SUPPLIED TEXT:
A primary focus of United Nations (UN) World AIDS Day this year, observed every year on December 1, continues to be the “Getting to Zero” by 2015 campaign, initiated in 2011 – meaning zero AIDs-related deaths, zero new infections and zero discrimination. A new report by the Joint United Nations Program on HIV/AIDS (UNAIDS) indicates positive returns from the significantly stepped-up global response to AIDS, although disturbing statistics still persist. In observance of World AIDS Day, the White House Thursday published details of the United States’ (US) global HIV/AIDS strategy going forward.
The UN report shows 81 countries increased their investment in the fight against HIV/AIDS by 50% and that a more than 50% reduction in the rate of new HIV infections has been achieved in 25 low- and middle-income countries – more than half in Africa, the region most affected by HIV.
The most progress is being made in reducing new HIV infections in children. Half of the global reductions in new HIV infections in the last two years have been among newborns.
Of the 34 million people globally living with HIV in 2011, about half do not know their HIV status. The report states that if more people knew their status, they could come forward for HIV services.
Also in 2011, 2.5 people globally were newly infected with HIV and 1.7 people died from AIDS-related illness.
The report shows an estimated 6.8 million people in the world need treatment and are not receiving adequate care and an additional 4 million discordant couples (where one partner is living with HIV) would benefit from HIV treatment to protect their partners from HIV infection.
HIV continues to have a disproportionate impact on sex workers, men who have sex with men and unregulated intravenous drug users. HIV prevention and treatment programs are mostly failing to reach these key populations.
“When discrimination, stigma, and other factors drive these groups into the shadows, the epidemic becomes that much harder to fight. That’s why we are supporting country-led plans to expand services for key populations, and bolstering the efforts of civil society groups to reach out to them,” US Secretary of State Hillary Clinton said at the State Department on Thursday in a speech in observance of World AIDS Day.

EXERCISE INSTRUCTIONS:
**1)** According to the World AIDS Day article, in how many countries did the UN report find that investment against HIV/AIDS rose by 50%?
**2)** List the three goals that the World AIDS Day article says the "Getting to Zero" campaign aims to reach.
**3)** Continue the World AIDS Day article after its final paragraph.

MATERIAL SHOWN:
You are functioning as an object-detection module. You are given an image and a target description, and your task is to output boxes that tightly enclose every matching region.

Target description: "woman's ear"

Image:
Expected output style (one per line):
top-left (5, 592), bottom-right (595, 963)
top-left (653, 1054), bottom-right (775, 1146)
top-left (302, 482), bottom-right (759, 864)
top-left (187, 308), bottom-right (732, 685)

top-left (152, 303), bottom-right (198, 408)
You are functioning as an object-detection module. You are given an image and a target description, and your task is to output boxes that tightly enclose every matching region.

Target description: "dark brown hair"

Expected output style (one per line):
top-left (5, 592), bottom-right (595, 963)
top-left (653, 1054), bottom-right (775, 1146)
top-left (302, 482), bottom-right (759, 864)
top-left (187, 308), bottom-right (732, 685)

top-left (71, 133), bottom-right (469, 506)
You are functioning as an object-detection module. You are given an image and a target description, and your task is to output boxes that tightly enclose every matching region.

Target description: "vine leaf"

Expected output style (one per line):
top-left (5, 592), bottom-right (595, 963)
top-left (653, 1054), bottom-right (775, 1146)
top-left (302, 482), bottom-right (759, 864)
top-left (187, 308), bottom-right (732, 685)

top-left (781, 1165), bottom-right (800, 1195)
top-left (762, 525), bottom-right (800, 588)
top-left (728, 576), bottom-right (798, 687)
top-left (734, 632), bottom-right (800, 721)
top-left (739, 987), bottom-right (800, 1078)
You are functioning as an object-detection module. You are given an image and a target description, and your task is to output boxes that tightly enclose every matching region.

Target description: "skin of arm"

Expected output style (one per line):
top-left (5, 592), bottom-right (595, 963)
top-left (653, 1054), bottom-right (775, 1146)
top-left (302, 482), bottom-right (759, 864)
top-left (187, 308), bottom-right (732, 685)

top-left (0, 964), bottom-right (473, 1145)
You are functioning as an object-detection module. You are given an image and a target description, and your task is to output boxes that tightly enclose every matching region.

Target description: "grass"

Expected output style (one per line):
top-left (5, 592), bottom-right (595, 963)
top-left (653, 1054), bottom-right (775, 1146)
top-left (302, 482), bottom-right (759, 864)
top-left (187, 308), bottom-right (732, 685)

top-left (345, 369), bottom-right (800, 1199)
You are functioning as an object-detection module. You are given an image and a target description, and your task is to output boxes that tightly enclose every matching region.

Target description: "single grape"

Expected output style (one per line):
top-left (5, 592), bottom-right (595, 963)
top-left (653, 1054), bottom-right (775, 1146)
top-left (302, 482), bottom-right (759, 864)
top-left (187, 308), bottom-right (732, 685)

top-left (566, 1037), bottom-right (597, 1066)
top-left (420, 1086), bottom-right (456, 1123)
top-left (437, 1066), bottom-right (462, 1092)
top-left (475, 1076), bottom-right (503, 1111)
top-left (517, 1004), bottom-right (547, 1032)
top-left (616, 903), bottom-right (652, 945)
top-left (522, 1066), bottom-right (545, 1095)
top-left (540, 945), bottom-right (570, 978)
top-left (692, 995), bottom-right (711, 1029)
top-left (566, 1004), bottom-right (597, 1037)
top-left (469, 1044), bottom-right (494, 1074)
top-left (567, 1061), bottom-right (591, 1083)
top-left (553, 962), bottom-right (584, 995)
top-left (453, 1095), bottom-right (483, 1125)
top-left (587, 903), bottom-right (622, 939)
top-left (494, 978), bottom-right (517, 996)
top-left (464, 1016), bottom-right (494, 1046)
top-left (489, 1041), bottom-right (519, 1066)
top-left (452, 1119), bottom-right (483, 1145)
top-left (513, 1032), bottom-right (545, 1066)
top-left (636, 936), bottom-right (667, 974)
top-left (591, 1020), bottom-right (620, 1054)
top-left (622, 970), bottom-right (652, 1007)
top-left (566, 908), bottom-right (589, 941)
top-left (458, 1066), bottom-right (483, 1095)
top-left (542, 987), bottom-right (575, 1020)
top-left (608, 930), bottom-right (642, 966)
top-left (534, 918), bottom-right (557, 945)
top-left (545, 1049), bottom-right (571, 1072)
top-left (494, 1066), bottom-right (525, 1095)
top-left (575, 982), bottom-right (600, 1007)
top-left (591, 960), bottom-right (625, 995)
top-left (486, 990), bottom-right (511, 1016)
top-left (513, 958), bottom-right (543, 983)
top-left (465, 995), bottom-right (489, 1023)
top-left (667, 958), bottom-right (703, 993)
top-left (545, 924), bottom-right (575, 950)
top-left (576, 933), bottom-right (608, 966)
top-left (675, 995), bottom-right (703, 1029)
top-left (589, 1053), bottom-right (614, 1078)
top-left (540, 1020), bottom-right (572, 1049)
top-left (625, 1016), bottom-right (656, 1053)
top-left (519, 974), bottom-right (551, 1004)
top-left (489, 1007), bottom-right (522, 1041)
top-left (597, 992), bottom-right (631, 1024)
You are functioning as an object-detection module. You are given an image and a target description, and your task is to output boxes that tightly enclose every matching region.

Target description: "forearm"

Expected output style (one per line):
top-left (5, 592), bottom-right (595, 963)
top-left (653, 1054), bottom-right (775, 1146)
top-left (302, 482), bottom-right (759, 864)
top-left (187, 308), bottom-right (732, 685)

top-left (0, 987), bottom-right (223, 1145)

ANSWERS GIVEN:
**1)** 81 countries.

**2)**
- Zero AIDS-related deaths
- Zero new infections
- Zero discrimination

**3)**
The White House Thursday released a statement from the president in observance of World AIDS Day in which he pointed up the US stake in the global fight against HIV/AIDS.
“Today, I am pleased my Administration will make public new data that demonstrates we are on track to meet the ambitious treatment and prevention targets I announced on World AIDS Day a year ago. As of today, we are treating over 5 million people with lifesaving medicines for AIDS, up from 1.7 million in 2008,” said President Barack Obama.
Secretary Clinton used the occasion at the State Department on Thursday to unveil the President’s Emergency Plan for AIDS Relief (PEPFAR) Blueprint: Creating an AIDS-free Generation” — a five-point roadmap for how the US government intends to wage its global battle against HIV/AIDS.
- Make strategic, scientifically sound investments to rapidly scale-up core HIV prevention, treatment and care interventions and maximize impact.
- Work with partner countries, donor nations, civil society, people living with HIV, faith-based organizations, the private sector, foundations and multilateral institutions to effectively mobilize, coordinate and efficiently utilize resources to expand high-impact strategies, saving more lives sooner.
- Focus on women and girls to increase gender equality in HIV services.
- End stigma and discrimination against people living with HIV and key populations, improving their access to, and uptake of, comprehensive HIV services.
- Set benchmarks for outcomes and programmatic efficiencies through regularly assessed planning and reporting processes to ensure goals are being met.
“…as I pledged last year, we are on track to treat 6 million people by the end of 2013. This year, we have also reached over 700,000 HIV-positive pregnant women with antiretroviral drugs that will prevent them from passing the virus to their children,” said the president.
“As we continue this important work with our partners around the world and here at home, let us remember the lives we have lost to AIDS, celebrate the progress we have made, and, together, recommit to ourselves to achieving our shared vision of an AIDS-free generation,” concluded the president in his written statement.